● **Data supplied**:
■ ■ ■ ■

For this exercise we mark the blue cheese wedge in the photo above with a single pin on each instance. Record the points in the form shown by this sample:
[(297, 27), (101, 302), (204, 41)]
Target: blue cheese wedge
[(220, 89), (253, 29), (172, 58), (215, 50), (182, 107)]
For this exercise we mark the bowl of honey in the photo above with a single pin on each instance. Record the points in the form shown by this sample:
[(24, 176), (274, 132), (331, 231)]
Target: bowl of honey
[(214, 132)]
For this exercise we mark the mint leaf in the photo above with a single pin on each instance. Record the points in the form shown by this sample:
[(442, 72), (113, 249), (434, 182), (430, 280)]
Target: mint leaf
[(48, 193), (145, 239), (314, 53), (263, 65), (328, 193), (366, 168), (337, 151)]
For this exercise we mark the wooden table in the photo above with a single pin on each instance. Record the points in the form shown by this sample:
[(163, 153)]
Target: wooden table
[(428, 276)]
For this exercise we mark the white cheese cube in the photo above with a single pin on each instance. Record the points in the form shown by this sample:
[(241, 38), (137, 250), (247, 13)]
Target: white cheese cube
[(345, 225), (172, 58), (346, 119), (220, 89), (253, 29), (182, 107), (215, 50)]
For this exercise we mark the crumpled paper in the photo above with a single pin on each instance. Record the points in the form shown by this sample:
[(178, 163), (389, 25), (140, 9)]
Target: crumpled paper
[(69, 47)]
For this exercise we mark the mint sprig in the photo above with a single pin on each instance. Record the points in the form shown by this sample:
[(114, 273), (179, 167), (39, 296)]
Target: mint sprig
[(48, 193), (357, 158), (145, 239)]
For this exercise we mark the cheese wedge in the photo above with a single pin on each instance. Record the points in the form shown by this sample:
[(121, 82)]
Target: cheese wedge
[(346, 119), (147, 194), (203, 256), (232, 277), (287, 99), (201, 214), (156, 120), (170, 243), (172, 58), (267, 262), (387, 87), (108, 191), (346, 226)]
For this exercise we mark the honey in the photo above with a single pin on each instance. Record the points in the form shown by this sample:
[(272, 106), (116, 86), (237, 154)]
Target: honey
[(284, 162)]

■ ■ ■ ■

● **Challenge**: Rewrite every one of the entries above, swapping "single pin" for "single marker" wherever it occurs and keeping everything else the same.

● **The response**:
For this exercise we mark the blue cheese wedge in the photo above with a single marker on each instance. Record the points in the form shown by this sample:
[(297, 27), (101, 302), (204, 41)]
Target: blue cheese wedge
[(220, 89), (253, 29), (172, 58), (215, 50), (182, 107)]
For this exercise we mark the bowl of honey in the photo above with a single marker on each instance. Record the points in the form shown by this sample:
[(24, 176), (274, 132), (331, 231)]
Target: bowl of honey
[(214, 132)]
For this exercise we mark the mint leaf in the photo above with a single marker on each instance. Record the points in the form shown by this sample:
[(442, 72), (113, 249), (434, 182), (430, 280)]
Target: mint leaf
[(48, 193), (145, 239), (314, 53), (263, 65), (328, 193), (366, 168), (337, 151)]
For this exercise we mark the wooden table in the photo above with a single marker on each instance. Record the points in the form shown by this sample:
[(163, 153)]
Target: wooden table
[(428, 276)]
For this exercise we mark the white cheese cube in the photo above with a single marker on each instance. Record the points in the form shown by this sample:
[(241, 38), (137, 250), (247, 13)]
Target: white cheese cube
[(345, 225), (172, 58), (346, 119), (220, 89), (253, 29), (182, 107), (215, 50)]
For this exercise we mark the crumpled paper in the photo above with a single marker on each instance. Record the points in the form shown by this sample:
[(178, 163), (389, 25), (140, 9)]
Target: crumpled paper
[(69, 47)]
For this exercise we mark the mint sprig in the photo above with a single marker on each instance. Record the points in the form shown by this sample:
[(114, 273), (179, 167), (39, 296)]
Target: mint sprig
[(48, 193), (357, 158), (145, 239)]
For this exercise we mark the cheese wedge in the photo above with a single marker on each instance. Record the points in the form shown by this sample:
[(121, 82)]
Target: cheese wedge
[(346, 119), (147, 194), (203, 256), (232, 277), (287, 99), (201, 214), (156, 120), (170, 243), (172, 58), (267, 262), (387, 87), (108, 191), (346, 226)]
For this exercise we mark the honey in the photo above with a single marker on each instance. Record the points in the form shown by this sample:
[(272, 106), (116, 86), (237, 154)]
Target: honey
[(284, 162)]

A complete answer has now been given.